**Teks Bacaan**:
Sadar akan pentingnya keberadaan hutan dan gentingnya mata pencaharian, maka disepakati untuk mengelola hutan tanpa harus melakukan perusakan. Menanam tanaman produktif di antara pepohonan hutan lindung dipilih menjadi suatu cara yang tepat dan baik bagi generasi mendatang.

Turun temurun cara ini dipraktekkan, jadilah masyarakat sekitar hutan lindung ini menjadi bagian masyarakat yang secara ekonomi tergantung terhadap kawasan hutan namun secara ekologis justru menambah daya dukung hutan terhadap kesediaan air.

Mereka berhasil menunjukkan, bahwa masyarakat tidak selalu hanya sebagai perambah yang bersifat merusak, namun sebaliknya menjadi pengelola yang melindungi hutan sehingga lestari dan berkelanjutan.

Berbagai komoditi ditanami, mulai dari pohon bertajuk rendah, sedang bahkan bertajuk tinggi. Penebangan pohon diharamkan dan penanaman pohon yang bernilai ekonomi dihalalkan.

Dari peninjauan ke kawasan Hutan Kemasyarakatan Gunung Betung diketahui bahwa masyarakat dapat hidup berkecukupan dengan mengandalkan hasil panen dari berbagai jenis tanaman yang ditanam dalam kawasan. Melinjo, Durian, Alpokat, Nangka, Pisang, Coklat, Kopi, bahkan sayur-sayuran silih berganti menyumbangkan hasilnya untuk dipetik. Ada yang dijual ke pasar, ada yang dikonsumsi sendiri.  

Kegiatan yang dapat dicontoh warga sekitar Lae pondom dari kunjungan Gunung Betung

Sadar akan pentingnya keberlanjutan hidup masyarakat di sekitar hutan lindung lae pondom, dan besarnya ancaman bahaya jika perusakan kawasan ini terus berlangsung, LSPL salah satu organisasi non pemerintah bidang lingkungan bekerjasama dengan Japan NGO Network on Indonesia (JANNI) memfasilitasi sebagian warga Desa Sileuh-leuh Parsaoran mengikuti studi banding tentang hutan kemasyarakatan.

Pengalaman merupakan guru yang baik, menjadi dasar menentukan Kelompok Pengelola dan Pelestari Hutan di Desa Gunung Betung Bandar Lampung sebagai tempat tujuan belajar.

Dengan mempertemukan dua kelompok masyarakat yang dipisahkan jarak yang memiliki kesamaan dan perbedaan kondisi kehidupan, diyakini akan dapat memperkaya wawasan berfikir terutama dalam tatacara pengelolaan alam sekitar secara bijak, berkesinambungan dan menguntungkan.

**Tugas Tertulis 1**:
Jawab tiga pertanyaan ini berdasarkan teks bacaan.
(a) LSPL bekerja sama dengan organisasi apa?
(b) Warga desa mana yang difasilitasi untuk ikut studi banding?
(c) Apa yang dilakukan masyarakat dengan hasil panen mereka?
**Tugas Tertulis 2**: Ringkas teks bacaan dalam dua kalimat.
**Tugas Tertulis 3**: Sebutkan semua jenis tanaman yang, menurut teks bacaan, hasilnya dipetik di kawasan Hutan Kemasyarakatan Gunung Betung.
Jawab hanya dengan berpegang pada teks bacaan.

(Cuplikan dataset pelabelan titik)
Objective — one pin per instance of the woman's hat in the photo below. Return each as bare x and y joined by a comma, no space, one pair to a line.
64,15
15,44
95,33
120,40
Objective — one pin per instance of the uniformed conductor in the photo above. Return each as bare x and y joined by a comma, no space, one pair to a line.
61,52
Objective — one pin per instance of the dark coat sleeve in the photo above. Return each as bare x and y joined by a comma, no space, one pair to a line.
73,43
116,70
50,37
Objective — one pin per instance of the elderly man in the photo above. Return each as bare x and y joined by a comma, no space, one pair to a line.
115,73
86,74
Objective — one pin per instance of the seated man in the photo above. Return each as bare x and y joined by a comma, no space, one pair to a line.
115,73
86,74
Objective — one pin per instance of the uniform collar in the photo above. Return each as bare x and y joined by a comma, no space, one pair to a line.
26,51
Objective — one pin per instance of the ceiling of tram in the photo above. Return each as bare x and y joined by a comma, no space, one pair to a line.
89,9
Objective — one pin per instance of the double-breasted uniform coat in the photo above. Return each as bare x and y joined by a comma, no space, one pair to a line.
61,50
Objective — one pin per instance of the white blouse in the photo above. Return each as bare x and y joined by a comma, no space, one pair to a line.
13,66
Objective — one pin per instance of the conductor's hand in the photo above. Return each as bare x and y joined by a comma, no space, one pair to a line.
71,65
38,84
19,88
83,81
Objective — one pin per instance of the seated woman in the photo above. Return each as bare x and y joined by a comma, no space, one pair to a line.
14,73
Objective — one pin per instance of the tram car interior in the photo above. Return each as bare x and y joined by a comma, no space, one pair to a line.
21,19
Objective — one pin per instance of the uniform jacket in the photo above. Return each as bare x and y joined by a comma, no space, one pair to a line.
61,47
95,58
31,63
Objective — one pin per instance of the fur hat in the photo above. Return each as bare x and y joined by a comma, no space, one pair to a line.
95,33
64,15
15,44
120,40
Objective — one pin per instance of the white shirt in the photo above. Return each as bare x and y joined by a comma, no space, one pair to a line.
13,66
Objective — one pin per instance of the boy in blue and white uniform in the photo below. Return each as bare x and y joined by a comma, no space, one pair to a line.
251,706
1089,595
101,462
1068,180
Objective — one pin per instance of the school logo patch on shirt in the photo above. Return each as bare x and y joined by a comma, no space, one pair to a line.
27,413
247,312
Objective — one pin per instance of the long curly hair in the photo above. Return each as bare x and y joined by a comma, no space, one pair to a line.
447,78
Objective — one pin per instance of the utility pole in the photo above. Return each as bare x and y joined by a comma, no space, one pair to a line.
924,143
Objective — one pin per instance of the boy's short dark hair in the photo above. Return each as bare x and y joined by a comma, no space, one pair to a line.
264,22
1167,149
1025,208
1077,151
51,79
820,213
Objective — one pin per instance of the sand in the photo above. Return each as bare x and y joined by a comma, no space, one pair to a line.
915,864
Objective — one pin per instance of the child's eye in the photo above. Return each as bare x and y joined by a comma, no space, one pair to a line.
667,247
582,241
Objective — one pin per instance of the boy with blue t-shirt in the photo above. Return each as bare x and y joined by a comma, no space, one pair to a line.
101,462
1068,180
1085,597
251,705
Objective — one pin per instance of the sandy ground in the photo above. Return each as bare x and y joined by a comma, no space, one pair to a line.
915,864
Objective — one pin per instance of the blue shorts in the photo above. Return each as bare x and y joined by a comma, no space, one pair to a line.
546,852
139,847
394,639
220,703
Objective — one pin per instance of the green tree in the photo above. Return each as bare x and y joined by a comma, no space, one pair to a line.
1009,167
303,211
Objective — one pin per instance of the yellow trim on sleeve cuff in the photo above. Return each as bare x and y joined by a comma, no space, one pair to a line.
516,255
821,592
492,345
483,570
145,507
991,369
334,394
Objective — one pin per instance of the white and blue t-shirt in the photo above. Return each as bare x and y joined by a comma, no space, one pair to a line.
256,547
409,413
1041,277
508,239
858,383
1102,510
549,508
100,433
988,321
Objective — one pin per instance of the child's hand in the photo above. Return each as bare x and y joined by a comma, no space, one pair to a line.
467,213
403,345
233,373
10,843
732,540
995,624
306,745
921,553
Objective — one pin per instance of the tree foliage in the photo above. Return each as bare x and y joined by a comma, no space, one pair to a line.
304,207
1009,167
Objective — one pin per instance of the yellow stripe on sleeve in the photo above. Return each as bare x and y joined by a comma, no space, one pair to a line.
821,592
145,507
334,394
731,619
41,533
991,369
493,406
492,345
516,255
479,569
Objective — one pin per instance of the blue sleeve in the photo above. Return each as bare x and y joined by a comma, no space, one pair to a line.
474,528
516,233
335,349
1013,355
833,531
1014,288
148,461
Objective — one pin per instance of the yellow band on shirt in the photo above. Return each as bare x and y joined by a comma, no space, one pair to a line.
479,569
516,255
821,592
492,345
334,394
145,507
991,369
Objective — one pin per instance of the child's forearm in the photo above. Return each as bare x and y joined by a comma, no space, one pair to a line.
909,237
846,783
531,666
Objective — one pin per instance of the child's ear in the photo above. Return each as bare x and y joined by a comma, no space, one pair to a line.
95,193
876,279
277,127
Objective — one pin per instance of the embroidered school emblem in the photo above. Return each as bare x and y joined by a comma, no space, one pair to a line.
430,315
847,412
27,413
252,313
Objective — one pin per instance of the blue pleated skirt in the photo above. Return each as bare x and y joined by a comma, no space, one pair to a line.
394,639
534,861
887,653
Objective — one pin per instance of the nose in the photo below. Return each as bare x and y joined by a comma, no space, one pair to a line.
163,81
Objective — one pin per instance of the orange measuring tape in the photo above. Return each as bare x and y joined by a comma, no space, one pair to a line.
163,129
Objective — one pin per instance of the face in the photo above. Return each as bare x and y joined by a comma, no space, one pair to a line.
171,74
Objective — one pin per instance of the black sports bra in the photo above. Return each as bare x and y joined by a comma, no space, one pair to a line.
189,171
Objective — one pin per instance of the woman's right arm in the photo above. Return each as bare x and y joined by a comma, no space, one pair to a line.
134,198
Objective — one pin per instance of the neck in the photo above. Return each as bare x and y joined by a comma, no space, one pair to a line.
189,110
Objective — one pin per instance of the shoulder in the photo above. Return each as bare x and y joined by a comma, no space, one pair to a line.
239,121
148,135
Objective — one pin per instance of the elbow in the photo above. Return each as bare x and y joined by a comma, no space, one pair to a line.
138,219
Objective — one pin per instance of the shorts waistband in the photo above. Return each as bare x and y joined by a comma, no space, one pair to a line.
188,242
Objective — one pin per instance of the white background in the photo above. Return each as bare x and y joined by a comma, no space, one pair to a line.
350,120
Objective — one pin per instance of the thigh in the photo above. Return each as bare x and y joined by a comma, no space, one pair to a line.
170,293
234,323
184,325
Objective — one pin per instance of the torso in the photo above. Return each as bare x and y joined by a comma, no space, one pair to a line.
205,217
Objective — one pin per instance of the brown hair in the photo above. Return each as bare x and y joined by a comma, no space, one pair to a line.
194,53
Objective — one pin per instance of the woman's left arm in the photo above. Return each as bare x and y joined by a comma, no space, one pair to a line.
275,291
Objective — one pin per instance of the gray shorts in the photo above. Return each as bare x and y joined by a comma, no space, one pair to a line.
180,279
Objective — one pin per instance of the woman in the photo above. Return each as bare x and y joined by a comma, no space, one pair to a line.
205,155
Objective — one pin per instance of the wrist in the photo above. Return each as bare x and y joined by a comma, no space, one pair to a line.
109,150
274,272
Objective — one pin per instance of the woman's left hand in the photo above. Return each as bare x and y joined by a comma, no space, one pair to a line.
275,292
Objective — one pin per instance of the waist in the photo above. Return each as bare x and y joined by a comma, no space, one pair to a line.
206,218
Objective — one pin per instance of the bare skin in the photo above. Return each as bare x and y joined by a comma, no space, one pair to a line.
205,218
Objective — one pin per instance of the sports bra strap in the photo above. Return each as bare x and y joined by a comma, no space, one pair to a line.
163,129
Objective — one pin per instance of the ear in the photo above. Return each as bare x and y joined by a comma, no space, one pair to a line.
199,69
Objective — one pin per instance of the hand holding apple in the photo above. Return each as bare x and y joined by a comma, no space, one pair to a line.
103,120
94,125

**Jawaban 1**:
(a) Japan NGO Network on Indonesia (JANNI).
(b) Sebagian warga Desa Sileuh-leuh Parsaoran.
(c) Ada yang dijual ke pasar, ada yang dikonsumsi sendiri.

**Jawaban 2**: Masyarakat sekitar hutan lindung mengelola hutan tanpa merusaknya dengan menanam tanaman produktif di antara pepohonan, dan di kawasan Hutan Kemasyarakatan Gunung Betung mereka dapat hidup berkecukupan dari hasil panen berbagai tanaman. LSPL bekerja sama dengan JANNI memfasilitasi sebagian warga Desa Sileuh-leuh Parsaoran mengikuti studi banding ke Gunung Betung untuk memperkaya wawasan tentang pengelolaan alam secara bijak, berkesinambungan, dan menguntungkan.

**Jawaban 3**: Melinjo, durian, alpokat, nangka, pisang, coklat, kopi, dan sayur-sayuran.